* **Textauszug**:
────────────────────────────────────────
APA/APA/HELMUT FOHRINGER/HELMUT FOHRINGER

Föttinger: "Josefstadt ist durch mich relativ rot geworden"

Düstere Einschätzungen der politischen Landschaft, Resignation über die Rolle von Kultur, ein Rückblick auf die von ihm seit 19 Jahren vorangetriebene inhaltliche Erneuerung des Hauses und hitzige Diskussionen über die heimische Medienlandschaft und Kulturförderung: Die Spielplanpressekonferenz 2024/25 des Theaters in der Josefstadt hatte am Mittwoch bereits Züge einer Abschiedspressekonferenz, auch wenn Direktor Herbert Föttinger noch zwei Spielzeiten bestreitet.
────────────────────────────────────────
* **Zu bearbeitende Aufgaben**:
(a) Stimmen diese Aussagen mit dem Text zur Spielplanpressekonferenz überein? Antworte jeweils mit Ja oder Nein und zitiere die entscheidenden Worte wörtlich: (i) Föttinger treibt die inhaltliche Erneuerung des Hauses seit 19 Jahren voran. (ii) Die Pressekonferenz fand an einem Montag statt. (iii) Föttinger hört nach der laufenden Spielzeit als Direktor auf.
(b) Führe den Text zur Spielplanpressekonferenz nach seinem letzten Satz mit einigen Sätzen fort.
Das Material steht für sich und gehört nicht zum Text zur Spielplanpressekonferenz.

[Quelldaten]
────────────────────────────────────────
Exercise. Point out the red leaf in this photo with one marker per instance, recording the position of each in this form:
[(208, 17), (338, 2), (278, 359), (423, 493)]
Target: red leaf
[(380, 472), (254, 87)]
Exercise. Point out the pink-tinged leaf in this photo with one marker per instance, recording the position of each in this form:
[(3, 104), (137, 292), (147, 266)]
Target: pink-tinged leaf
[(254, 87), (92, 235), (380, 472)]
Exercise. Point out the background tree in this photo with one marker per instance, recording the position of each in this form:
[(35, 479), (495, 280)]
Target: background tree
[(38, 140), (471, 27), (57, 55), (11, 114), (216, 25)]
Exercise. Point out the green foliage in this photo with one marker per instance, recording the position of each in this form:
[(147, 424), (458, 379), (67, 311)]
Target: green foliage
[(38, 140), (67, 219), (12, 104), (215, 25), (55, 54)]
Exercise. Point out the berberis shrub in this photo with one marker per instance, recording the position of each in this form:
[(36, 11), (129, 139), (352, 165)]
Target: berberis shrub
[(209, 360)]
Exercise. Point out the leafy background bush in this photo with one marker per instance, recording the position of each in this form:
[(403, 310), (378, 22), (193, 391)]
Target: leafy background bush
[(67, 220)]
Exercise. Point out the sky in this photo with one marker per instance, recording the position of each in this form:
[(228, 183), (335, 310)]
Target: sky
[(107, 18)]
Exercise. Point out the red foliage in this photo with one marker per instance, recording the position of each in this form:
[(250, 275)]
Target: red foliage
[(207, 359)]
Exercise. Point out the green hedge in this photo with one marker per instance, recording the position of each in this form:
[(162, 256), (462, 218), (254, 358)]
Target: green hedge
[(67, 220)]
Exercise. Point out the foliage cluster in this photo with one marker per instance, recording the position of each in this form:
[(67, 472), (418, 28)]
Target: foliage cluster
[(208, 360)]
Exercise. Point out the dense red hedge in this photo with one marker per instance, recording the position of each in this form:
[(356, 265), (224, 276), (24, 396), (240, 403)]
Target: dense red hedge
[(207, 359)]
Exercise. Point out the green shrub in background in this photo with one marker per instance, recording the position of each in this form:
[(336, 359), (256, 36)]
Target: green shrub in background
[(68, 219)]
────────────────────────────────────────
* **Ergebnisse pro Aufgabe**:
(a)
(i) Ja: „die von ihm seit 19 Jahren vorangetriebene inhaltliche Erneuerung des Hauses“
(ii) Nein: „hatte am Mittwoch bereits Züge einer Abschiedspressekonferenz“
(iii) Nein: „auch wenn Direktor Herbert Föttinger noch zwei Spielzeiten bestreitet“

(b)
"Was die Zukunft von Österreich betrifft, wird es sehr dunkel werden", hob Föttinger nach einer imaginären "Schweigeminute" angesichts des Erstarkens der FPÖ bei der EU-Wahl mit Blick auf die Nationalratswahlen im Herbst zunächst zu einer umfassenden Geschichtsstunde an, in der er - angelehnt an das Stück "Leben und Sterben in Wien" - Parallelen zwischen den frühen 1930er-Jahren und dem Heute zog. "Viele sagen jetzt, wir müssen aufwachen. Ich sage, wird dürfen gar nicht mehr schlafen gehen!" Angesichts des europaweiten Rechtsrucks zeigte sich der Theaterdirektor auch resigniert, welche Rolle Theater spielen können. "Ich verstehe, dass Theater etwas bewegen wollen. Ich glaube daran nicht. Ich bin ganz sicher, dass Kunst die Realpolitik eines Landes nicht verändern kann", so Föttinger. Allerdings glaube er daran, als Theater "als moralisches Rückgrat im Land" zu fungieren und zumindest jene Menschen, die ins Theater kommen, in ihrer politischen Haltung stärken zu können.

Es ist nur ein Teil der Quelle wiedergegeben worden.